Problem: Copy out, from the data below, each line in which the word "hair" occurs.

Data extracted from a collection

Start of Block

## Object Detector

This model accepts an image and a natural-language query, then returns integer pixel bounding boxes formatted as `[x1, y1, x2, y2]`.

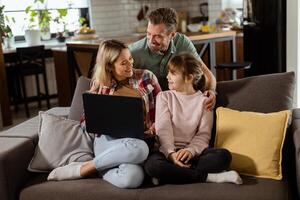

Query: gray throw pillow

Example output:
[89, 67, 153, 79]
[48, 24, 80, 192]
[28, 111, 94, 172]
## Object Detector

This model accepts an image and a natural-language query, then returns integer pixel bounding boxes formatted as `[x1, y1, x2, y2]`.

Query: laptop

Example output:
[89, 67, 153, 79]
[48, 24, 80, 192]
[82, 93, 144, 139]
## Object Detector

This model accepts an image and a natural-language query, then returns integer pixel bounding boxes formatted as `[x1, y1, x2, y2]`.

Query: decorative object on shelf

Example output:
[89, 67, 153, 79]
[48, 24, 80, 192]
[136, 5, 148, 33]
[56, 32, 65, 43]
[201, 22, 210, 33]
[216, 8, 242, 30]
[177, 11, 188, 33]
[72, 25, 98, 41]
[0, 5, 15, 48]
[53, 9, 68, 42]
[187, 23, 201, 32]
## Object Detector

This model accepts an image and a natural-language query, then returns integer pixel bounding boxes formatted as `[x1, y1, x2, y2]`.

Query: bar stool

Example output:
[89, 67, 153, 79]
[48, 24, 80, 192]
[215, 62, 251, 80]
[16, 45, 50, 117]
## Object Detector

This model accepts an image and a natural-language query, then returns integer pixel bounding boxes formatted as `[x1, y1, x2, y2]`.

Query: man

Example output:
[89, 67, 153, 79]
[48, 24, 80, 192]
[129, 8, 216, 109]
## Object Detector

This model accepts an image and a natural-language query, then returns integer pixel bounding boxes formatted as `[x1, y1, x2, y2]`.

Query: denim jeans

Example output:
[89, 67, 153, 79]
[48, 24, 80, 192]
[93, 135, 149, 188]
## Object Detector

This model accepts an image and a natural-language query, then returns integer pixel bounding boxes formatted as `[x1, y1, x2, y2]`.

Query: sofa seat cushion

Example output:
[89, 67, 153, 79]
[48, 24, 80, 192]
[20, 175, 140, 200]
[20, 175, 291, 200]
[140, 177, 291, 200]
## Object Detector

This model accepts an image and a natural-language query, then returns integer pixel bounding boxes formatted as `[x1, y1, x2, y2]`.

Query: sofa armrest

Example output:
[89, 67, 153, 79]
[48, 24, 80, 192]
[0, 137, 35, 200]
[292, 108, 300, 199]
[0, 107, 70, 144]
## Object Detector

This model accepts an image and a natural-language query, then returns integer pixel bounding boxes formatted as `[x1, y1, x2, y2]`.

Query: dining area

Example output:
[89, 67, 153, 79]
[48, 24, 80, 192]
[0, 0, 246, 128]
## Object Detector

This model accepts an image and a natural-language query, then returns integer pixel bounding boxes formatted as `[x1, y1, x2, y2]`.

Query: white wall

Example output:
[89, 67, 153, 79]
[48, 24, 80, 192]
[287, 0, 300, 107]
[90, 0, 207, 37]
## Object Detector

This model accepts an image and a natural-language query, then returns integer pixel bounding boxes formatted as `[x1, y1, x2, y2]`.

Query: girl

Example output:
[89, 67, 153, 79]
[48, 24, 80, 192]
[144, 53, 242, 185]
[47, 40, 161, 188]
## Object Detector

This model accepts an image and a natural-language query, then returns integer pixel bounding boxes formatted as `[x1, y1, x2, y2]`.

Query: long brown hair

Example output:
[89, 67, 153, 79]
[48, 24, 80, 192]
[92, 39, 127, 87]
[168, 53, 205, 91]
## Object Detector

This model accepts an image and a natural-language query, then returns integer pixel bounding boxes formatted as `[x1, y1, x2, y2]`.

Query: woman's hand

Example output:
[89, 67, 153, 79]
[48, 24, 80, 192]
[144, 126, 155, 135]
[203, 90, 216, 111]
[168, 152, 191, 168]
[176, 149, 193, 164]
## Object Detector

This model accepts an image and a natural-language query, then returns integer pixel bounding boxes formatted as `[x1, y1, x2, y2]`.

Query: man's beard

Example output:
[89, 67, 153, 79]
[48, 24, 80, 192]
[148, 42, 161, 52]
[148, 42, 168, 53]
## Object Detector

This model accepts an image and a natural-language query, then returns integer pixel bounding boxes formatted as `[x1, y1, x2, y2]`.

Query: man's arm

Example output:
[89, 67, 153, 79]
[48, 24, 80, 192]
[199, 59, 216, 91]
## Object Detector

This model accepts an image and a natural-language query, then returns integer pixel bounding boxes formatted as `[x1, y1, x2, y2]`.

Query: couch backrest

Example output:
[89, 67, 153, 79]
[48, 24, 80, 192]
[215, 72, 296, 185]
[68, 76, 91, 121]
[70, 72, 295, 121]
[211, 71, 295, 143]
[216, 72, 295, 112]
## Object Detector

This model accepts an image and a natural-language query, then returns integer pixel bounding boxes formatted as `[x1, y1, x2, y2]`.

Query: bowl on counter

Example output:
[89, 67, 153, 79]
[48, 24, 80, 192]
[187, 23, 201, 32]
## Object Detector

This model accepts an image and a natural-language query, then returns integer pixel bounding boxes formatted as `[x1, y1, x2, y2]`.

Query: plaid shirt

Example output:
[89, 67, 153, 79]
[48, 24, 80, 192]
[80, 69, 161, 133]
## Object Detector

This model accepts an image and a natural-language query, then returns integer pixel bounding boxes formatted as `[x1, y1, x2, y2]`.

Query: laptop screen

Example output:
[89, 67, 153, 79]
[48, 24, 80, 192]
[82, 93, 144, 139]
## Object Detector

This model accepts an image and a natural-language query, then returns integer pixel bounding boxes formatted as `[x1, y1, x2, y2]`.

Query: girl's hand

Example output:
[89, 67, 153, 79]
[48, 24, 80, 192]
[203, 90, 216, 111]
[176, 149, 193, 164]
[168, 152, 191, 168]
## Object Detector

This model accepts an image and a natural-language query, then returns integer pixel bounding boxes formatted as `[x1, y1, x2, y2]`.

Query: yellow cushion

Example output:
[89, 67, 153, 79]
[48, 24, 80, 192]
[215, 107, 290, 180]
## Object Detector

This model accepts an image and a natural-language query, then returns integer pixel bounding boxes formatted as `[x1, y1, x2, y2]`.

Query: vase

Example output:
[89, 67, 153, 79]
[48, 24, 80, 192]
[25, 29, 41, 46]
[41, 24, 51, 41]
[3, 37, 14, 48]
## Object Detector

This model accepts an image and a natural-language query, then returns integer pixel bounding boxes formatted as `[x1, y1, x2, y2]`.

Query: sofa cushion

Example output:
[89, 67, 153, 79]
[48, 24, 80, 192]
[20, 175, 140, 200]
[215, 107, 290, 180]
[68, 76, 91, 121]
[28, 112, 94, 172]
[19, 175, 291, 200]
[216, 72, 295, 113]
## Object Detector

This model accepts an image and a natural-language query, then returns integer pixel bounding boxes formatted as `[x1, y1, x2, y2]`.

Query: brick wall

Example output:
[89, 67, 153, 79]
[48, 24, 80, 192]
[90, 0, 208, 37]
[208, 0, 222, 24]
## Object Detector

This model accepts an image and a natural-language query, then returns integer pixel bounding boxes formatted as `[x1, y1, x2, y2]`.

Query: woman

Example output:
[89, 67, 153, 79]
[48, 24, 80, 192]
[48, 39, 161, 188]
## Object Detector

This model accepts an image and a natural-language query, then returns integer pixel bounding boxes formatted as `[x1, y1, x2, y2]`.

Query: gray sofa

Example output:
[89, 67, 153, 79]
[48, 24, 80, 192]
[0, 72, 299, 200]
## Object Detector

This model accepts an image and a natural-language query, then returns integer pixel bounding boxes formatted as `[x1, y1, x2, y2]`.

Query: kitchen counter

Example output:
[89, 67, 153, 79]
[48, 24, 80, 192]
[52, 31, 237, 106]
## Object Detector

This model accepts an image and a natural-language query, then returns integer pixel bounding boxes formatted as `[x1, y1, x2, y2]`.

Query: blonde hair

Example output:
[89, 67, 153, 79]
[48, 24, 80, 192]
[168, 53, 205, 91]
[92, 39, 127, 86]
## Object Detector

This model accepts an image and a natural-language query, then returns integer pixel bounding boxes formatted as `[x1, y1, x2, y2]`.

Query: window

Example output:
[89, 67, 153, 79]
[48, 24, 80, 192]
[1, 0, 89, 37]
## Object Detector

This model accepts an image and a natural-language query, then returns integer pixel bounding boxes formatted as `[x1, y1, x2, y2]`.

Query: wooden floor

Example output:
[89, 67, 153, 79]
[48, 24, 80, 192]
[0, 98, 58, 131]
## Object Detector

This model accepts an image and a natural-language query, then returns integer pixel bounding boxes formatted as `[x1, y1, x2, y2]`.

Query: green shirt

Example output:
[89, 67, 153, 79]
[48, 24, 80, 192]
[129, 33, 199, 90]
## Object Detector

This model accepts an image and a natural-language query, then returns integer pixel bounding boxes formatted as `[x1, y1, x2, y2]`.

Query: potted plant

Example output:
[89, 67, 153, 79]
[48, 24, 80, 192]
[25, 4, 41, 45]
[0, 5, 15, 48]
[53, 9, 68, 42]
[25, 0, 52, 41]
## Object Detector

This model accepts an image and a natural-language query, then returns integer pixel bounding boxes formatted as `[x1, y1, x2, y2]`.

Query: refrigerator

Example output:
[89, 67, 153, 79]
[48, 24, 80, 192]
[243, 0, 286, 76]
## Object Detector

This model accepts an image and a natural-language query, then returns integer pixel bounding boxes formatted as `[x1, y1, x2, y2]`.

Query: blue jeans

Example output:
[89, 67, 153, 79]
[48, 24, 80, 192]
[93, 135, 149, 188]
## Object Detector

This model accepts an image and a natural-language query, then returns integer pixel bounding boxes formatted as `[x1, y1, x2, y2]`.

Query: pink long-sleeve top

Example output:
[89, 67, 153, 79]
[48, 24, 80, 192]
[155, 90, 213, 158]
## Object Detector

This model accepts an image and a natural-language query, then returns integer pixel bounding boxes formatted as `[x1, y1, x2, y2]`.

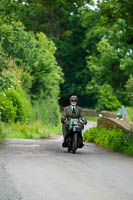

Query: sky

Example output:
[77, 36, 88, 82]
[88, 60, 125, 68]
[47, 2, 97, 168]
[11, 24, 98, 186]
[87, 0, 98, 10]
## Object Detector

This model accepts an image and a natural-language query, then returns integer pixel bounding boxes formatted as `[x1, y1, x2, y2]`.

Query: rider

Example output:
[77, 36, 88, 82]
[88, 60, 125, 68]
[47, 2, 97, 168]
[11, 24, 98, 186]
[61, 95, 87, 147]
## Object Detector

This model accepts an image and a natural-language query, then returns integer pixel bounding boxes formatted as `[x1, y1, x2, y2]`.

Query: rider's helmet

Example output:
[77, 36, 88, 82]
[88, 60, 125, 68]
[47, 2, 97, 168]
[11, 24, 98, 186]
[70, 95, 78, 102]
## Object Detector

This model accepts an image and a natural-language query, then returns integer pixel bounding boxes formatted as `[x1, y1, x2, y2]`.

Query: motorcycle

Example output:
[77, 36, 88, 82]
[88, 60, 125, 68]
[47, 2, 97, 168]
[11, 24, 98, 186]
[65, 118, 85, 154]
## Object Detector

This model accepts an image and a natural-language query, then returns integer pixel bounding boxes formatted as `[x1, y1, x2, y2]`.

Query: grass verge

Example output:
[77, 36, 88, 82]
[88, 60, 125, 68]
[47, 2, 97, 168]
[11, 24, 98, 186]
[85, 116, 99, 121]
[0, 122, 5, 144]
[126, 107, 133, 122]
[83, 126, 133, 156]
[1, 121, 62, 139]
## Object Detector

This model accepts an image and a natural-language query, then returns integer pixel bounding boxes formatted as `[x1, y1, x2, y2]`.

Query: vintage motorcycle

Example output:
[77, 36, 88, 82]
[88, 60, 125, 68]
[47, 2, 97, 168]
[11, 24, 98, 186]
[65, 118, 85, 154]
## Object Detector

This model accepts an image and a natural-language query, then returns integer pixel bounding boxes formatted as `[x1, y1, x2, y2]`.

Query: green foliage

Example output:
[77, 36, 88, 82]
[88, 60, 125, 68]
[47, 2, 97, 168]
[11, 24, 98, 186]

End of Block

Problem solution:
Query: long brown hair
Query: blonde hair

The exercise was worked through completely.